**Instructions for the task**
Extract the complete data exactly as given.

:: Provided records ::

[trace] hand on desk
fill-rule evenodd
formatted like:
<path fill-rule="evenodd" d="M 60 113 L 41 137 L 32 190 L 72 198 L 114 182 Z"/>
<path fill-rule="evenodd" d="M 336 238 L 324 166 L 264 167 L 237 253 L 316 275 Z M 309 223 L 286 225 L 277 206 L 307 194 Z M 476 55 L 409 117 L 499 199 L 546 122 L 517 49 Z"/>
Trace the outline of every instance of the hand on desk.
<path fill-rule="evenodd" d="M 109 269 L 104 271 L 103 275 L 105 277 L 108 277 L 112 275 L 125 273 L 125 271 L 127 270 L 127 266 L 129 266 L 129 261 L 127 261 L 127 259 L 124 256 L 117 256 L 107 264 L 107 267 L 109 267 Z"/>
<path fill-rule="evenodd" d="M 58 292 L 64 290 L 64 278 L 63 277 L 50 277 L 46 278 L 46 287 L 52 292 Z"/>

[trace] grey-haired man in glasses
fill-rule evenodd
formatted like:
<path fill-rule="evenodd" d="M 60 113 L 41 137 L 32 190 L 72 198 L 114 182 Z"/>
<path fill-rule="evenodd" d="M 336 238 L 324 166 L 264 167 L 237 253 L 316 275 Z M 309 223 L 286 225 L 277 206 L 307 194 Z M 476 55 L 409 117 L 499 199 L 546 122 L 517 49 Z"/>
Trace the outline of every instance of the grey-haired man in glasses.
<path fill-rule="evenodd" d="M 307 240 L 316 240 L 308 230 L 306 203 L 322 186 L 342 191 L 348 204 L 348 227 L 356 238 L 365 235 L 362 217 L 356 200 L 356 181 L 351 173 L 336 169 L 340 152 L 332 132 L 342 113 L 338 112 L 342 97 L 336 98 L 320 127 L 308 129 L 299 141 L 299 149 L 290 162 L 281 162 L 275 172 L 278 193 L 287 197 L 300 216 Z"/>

:::

**Response below**
[trace] hand on desk
fill-rule evenodd
formatted like:
<path fill-rule="evenodd" d="M 60 113 L 41 137 L 32 190 L 72 198 L 114 182 Z"/>
<path fill-rule="evenodd" d="M 336 238 L 324 166 L 264 167 L 237 253 L 316 275 Z M 309 223 L 286 225 L 277 206 L 307 194 Z M 476 55 L 409 117 L 499 199 L 546 122 L 517 49 Z"/>
Trace the outline of every instance of the hand on desk.
<path fill-rule="evenodd" d="M 109 269 L 104 271 L 103 275 L 105 277 L 108 277 L 112 275 L 125 273 L 125 271 L 127 270 L 127 266 L 129 266 L 129 261 L 127 261 L 127 259 L 124 256 L 117 256 L 107 264 L 107 267 L 109 267 Z"/>
<path fill-rule="evenodd" d="M 58 292 L 64 290 L 64 278 L 63 277 L 50 277 L 46 278 L 46 287 L 52 292 Z"/>

[trace] grey-haired man in glasses
fill-rule evenodd
formatted like:
<path fill-rule="evenodd" d="M 60 113 L 41 137 L 32 190 L 72 198 L 114 182 Z"/>
<path fill-rule="evenodd" d="M 336 238 L 324 166 L 264 167 L 237 253 L 316 275 Z M 309 223 L 286 225 L 277 206 L 307 194 Z M 476 55 L 409 117 L 499 199 L 546 122 L 517 49 Z"/>
Trace the outline of every instance of the grey-haired man in glasses.
<path fill-rule="evenodd" d="M 307 240 L 316 240 L 308 230 L 306 203 L 322 186 L 342 191 L 348 204 L 348 227 L 356 238 L 365 235 L 362 217 L 356 200 L 356 181 L 351 173 L 336 169 L 340 152 L 332 132 L 342 113 L 338 112 L 342 97 L 336 98 L 320 127 L 308 129 L 299 141 L 299 149 L 290 162 L 281 162 L 275 172 L 278 193 L 287 197 L 300 216 Z"/>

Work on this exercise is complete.